======== MATERIAL FOR THIS EXERCISE
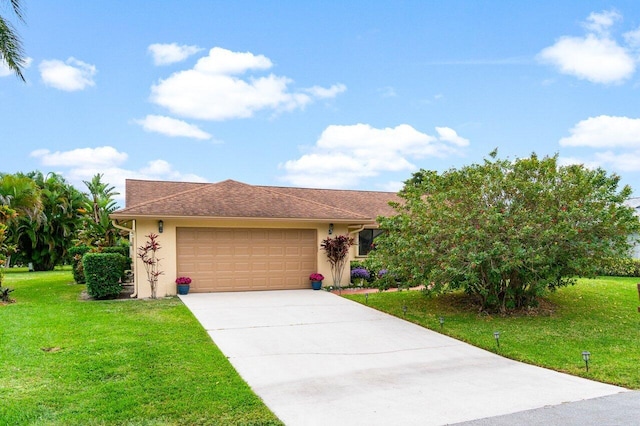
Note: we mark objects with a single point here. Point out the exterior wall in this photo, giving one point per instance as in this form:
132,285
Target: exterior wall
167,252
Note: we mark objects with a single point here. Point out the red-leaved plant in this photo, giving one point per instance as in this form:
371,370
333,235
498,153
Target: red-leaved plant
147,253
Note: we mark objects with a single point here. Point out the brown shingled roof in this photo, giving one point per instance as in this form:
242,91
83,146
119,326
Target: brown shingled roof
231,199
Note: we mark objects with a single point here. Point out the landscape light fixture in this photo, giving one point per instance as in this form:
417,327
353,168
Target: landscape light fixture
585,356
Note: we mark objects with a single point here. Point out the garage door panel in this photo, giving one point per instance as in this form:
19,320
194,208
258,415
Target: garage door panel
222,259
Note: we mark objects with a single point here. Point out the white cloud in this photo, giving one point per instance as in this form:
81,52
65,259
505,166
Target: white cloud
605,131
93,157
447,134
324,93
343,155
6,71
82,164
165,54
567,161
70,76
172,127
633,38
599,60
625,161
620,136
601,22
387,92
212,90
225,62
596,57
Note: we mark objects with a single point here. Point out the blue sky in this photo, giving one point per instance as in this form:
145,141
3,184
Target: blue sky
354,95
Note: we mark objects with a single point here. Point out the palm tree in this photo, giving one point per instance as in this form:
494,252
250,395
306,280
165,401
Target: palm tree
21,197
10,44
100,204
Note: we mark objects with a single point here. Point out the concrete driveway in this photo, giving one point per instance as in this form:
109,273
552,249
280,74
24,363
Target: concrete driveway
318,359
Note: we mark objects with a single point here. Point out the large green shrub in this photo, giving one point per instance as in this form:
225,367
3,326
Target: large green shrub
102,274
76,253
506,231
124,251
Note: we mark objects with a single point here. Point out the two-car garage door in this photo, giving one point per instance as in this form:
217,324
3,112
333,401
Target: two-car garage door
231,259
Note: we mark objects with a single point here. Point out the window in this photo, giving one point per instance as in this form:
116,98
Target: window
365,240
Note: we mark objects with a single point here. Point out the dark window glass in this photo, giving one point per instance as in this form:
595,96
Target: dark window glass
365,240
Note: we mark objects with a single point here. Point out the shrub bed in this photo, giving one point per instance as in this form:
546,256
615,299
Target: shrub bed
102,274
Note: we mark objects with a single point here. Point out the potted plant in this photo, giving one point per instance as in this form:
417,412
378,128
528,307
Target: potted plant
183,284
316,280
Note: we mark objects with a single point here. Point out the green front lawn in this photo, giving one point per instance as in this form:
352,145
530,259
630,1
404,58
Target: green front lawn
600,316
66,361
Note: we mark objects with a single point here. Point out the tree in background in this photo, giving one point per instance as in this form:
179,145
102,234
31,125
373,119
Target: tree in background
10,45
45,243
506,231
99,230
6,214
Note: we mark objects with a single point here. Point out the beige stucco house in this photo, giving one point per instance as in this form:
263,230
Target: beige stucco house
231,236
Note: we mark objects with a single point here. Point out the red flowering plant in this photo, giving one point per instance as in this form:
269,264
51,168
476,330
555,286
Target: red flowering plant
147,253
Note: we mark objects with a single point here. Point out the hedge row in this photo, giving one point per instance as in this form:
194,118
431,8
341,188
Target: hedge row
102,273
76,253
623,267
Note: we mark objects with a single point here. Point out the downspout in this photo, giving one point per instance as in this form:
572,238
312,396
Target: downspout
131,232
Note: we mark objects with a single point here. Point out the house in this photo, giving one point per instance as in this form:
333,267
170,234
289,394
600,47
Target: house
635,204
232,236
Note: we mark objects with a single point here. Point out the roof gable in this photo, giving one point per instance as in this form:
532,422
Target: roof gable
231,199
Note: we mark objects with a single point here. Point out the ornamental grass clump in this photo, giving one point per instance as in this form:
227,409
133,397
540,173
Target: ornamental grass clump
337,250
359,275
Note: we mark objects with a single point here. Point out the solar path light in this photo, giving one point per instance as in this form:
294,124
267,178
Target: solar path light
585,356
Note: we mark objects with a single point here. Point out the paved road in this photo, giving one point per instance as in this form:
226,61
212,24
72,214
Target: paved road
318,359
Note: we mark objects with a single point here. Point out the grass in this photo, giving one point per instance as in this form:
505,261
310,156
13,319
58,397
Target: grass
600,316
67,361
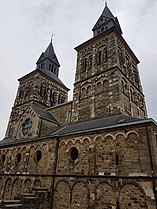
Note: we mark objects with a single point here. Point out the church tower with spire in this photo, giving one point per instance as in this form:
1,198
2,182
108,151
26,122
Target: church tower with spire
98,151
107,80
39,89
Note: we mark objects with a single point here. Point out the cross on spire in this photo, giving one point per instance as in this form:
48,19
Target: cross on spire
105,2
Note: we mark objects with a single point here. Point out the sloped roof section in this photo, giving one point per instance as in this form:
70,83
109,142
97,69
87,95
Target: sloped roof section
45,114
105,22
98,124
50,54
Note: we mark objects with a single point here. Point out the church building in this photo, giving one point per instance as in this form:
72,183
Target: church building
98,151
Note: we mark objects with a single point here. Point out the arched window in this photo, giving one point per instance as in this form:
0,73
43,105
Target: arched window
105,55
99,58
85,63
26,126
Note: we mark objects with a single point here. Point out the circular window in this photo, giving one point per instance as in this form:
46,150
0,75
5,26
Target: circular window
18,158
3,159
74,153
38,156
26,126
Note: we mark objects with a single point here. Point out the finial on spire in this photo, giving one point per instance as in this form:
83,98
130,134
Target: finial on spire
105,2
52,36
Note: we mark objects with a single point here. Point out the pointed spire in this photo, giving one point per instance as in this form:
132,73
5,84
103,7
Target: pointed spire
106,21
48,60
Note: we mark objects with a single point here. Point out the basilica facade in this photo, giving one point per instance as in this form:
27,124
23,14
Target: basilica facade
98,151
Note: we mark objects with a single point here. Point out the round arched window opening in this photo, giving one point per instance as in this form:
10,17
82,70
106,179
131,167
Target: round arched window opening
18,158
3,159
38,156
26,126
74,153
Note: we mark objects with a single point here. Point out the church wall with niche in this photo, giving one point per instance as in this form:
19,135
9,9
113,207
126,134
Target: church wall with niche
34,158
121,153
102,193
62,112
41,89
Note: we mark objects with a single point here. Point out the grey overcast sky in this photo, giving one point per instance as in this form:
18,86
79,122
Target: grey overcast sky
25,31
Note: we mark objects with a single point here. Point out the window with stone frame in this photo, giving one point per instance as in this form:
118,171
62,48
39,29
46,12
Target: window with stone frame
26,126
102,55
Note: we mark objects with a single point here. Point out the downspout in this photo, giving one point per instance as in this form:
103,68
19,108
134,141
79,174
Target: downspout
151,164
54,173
================
== WORK REQUIRED ==
The entries above must be output exactly, with every image left out.

== YOUR SOLUTION ==
Note: we mark objects with a single point here. Point out the exterior wall in this photo, giving one point per instance as in this form:
132,285
Target: exterior wall
167,252
Note: we mark objects with a single point here. Point out the red-leaved plant in this photo, giving one point per instance as in this form:
371,370
333,235
498,153
Target: red-leaved plant
147,253
Note: we mark objects with a single point here. Point out the brown shingled roof in this photo, giving one point per instance as in this form:
242,91
83,146
119,326
Target: brown shingled roof
231,199
Note: we mark objects with a single point here. Point out the landscape light fixture in this photo, giving one point per instance as in this form:
417,327
353,168
Target: landscape light fixture
585,356
Note: we mark objects with a single point here. Point out the garage door panel in this photo, giving one point per instance as in this form:
19,320
194,208
258,415
Target: garage door panel
222,259
Note: we mark objects with a single point here. Point out the white cloud in this photo, giving one point per instance as in this form:
81,52
65,259
505,166
Target: white cloud
605,131
93,157
447,134
324,93
343,155
6,71
82,164
165,54
567,161
70,76
172,127
633,38
599,60
625,161
620,136
601,22
387,92
212,90
225,62
596,57
Note: we mark objects with a single point here. Point out the blue sky in this photo, giving one point per instance as in this form:
145,141
3,184
Target: blue sky
354,95
Note: we mark objects with a single point here. Point out the palm tree in this photo, giving one point per instance as in this form:
494,252
250,395
306,280
165,401
Target: palm tree
21,197
10,44
100,204
Note: we mark objects with a single point here. Point out the concrete driveway in this photo, giving one point per instance as in this form:
109,273
552,249
280,74
24,363
Target: concrete driveway
318,359
Note: we mark objects with a single point here. Point out the large green shrub in this photo, giving one point per instance as in this form:
225,367
3,326
Target: large green shrub
102,274
76,253
506,231
124,251
Note: we mark objects with a single point here. Point out the two-car garage door in this photo, giving one point per instance as in this form:
217,324
3,112
333,401
Target: two-car garage door
231,259
Note: we mark objects with a single point here. Point out the window in this photo, giving one point per instance as in this form:
116,98
Target: window
365,240
Note: we mark objects with a single point here. Point out the dark window glass in this photo, giving one point per instance as in this form:
595,96
Target: dark window glass
365,240
Note: we mark objects with a single point here. Point out the shrub bed in this photo, giving one point per instance as in this form:
546,256
615,299
Target: shrub bed
102,274
Note: we mark objects with a single point here. Point out the potted plant in this photo, giving one point per instance as in this form:
417,412
378,128
528,307
Target: potted plant
183,284
316,280
Note: we mark objects with a single point here. Point out the green front lawn in this photo, giving one point per instance as in this form:
352,145
530,259
630,1
404,58
Target: green front lawn
600,316
66,361
Note: we mark objects with a single point here. Point out the tree in background in this photo, giving one point per instance as in this form:
179,145
102,234
31,125
373,119
Target: tree in background
10,45
45,243
506,231
99,230
6,214
Note: we mark objects with a single point here. Point out the beige stucco house in this photo, giving one point per instance as in this form:
263,230
Target: beige stucco house
231,236
Note: we mark objects with a single point here. Point out the red flowering plant in this photo, giving one point per instance as in this form:
269,264
51,168
476,330
555,286
Target: red flowering plant
147,253
Note: we mark objects with a single point here. Point out the hedge row in this photo, giving one point per instance as in this form:
194,118
431,8
341,188
Target: hedge row
102,273
76,253
623,267
Note: we mark objects with a single point here. Point out the downspout in this photo, giving one point per instance as in this form:
572,238
312,396
Target: downspout
131,232
Note: we mark objects with a single point here. Point out the house in this photo, giving one point per instance as in this form:
333,267
170,234
289,394
600,47
Target: house
635,204
232,236
Note: we mark objects with a single point here. Point out the roof gable in this photo, giving one point per instance as in this form:
532,422
Target: roof gable
231,199
Note: we mark objects with a single point here. Point out the ornamental grass clump in this photo, giving one point per instance as in this form:
227,409
133,397
540,173
Target: ornamental grass clump
337,250
359,275
Note: we mark objects with a single point here. Point out the solar path light in this photo, giving one point per instance as in this form:
294,124
267,178
Target: solar path light
585,356
Note: we mark objects with a single point here. Point out the paved road in this photo, giving one point per instance as in this form:
226,61
212,24
72,214
Target: paved road
318,359
Note: we mark objects with a single point here. Point out the grass in this photo, giving one point per instance as in this form:
505,261
310,156
13,319
58,397
Target: grass
600,316
67,361
Note: we mark objects with a single point here. Point out the church tower with spire in this photo, giving one point per instance as in this form:
1,198
2,182
108,151
26,122
Target: church tower with spire
98,151
107,80
39,89
Note: we mark objects with a single point here. Point out the cross on spire in this photo, giving one point per instance as in this form:
48,19
Target: cross on spire
105,2
Note: we mark objects with a single point here. Point out the sloped roof section in this photo, giving one point per instance as in this form:
70,83
109,142
97,69
87,95
Target: sloped roof section
45,114
105,22
98,124
50,54
Note: we mark objects with a single point here. Point out the church building in this photo, giving one point per instance as in this form:
72,183
Target: church building
98,151
Note: we mark objects with a single point here. Point out the arched window in this photo, giving one point per instance as in this form:
0,73
43,105
Target: arched window
105,55
99,58
85,63
26,126
Note: we mark objects with a single point here. Point out the circular window in this photo, giving one point per instance as in this form:
46,150
0,75
5,26
Target: circular window
18,158
3,159
74,153
38,156
26,126
Note: we mark objects with a single point here. Point out the finial on spire in this photo, giving one point per instance as in this form:
83,98
130,134
Target: finial on spire
105,2
52,36
Note: we mark objects with a single point here. Point out the pointed spire in this photo, giving one point per instance as in this form:
132,73
5,84
103,7
Target: pointed spire
106,21
48,60
Note: we mark objects with a single point here. Point out the basilica facade in this photo, giving one point per instance as in this form:
27,124
23,14
Target: basilica facade
98,151
Note: we mark objects with a single point here. Point out the round arched window opening in this photo, giving one point per instance as in this form:
10,17
82,70
106,179
131,167
Target: round arched window opening
18,158
3,159
38,156
26,126
74,153
Note: we mark objects with a single point here. Point out the church wall with niche in this photo, giving one point per instance as in this form:
19,135
9,9
113,207
126,134
Target: church wall with niche
34,158
121,153
102,193
62,112
41,89
Note: we mark objects with a single point here. Point out the grey overcast sky in this photo, giving one point per instance as in this form:
18,86
79,122
Target: grey overcast sky
25,31
Note: we mark objects with a single point here. Point out the window with stone frame in this photo, giving one point per instance as in this form:
118,171
62,48
39,29
46,12
Target: window with stone frame
26,126
102,55
Note: we mark objects with a single point here. Point out the downspout in this photo, giving one point per instance as in this form:
103,68
19,108
134,141
79,174
Target: downspout
151,164
54,173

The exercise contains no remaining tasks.